__Problem requirements__:
Copy the line with "For example, a" and all lines following it through the last line of the entries, exactly as written.

__Data listing__:

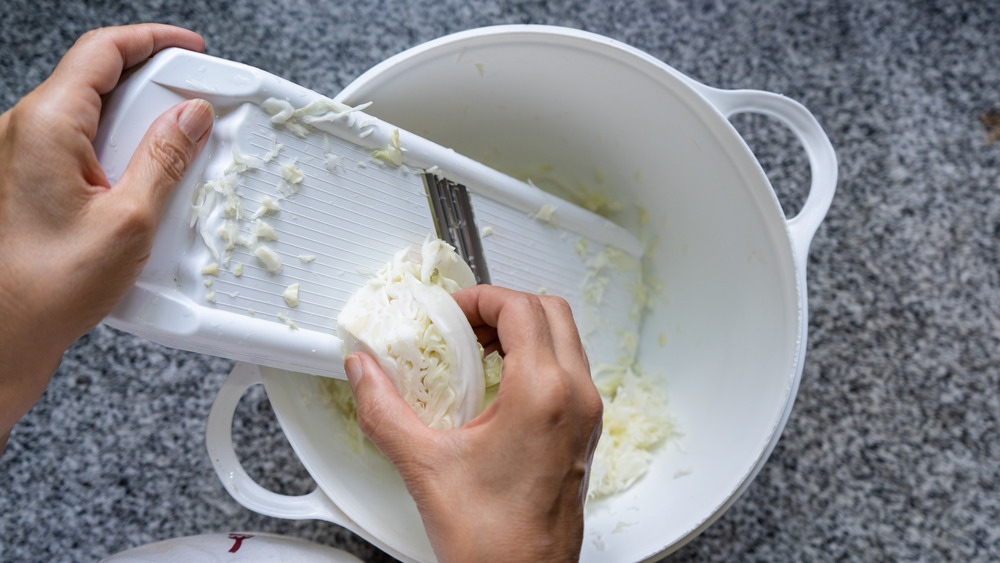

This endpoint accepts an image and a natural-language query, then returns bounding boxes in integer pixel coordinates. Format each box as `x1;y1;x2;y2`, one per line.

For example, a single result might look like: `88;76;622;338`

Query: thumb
345;353;434;462
116;98;213;211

__Reply to the exercise__:
For example, a single result might look like: `88;76;622;338`

Query: thumb
345;353;434;462
116;98;213;211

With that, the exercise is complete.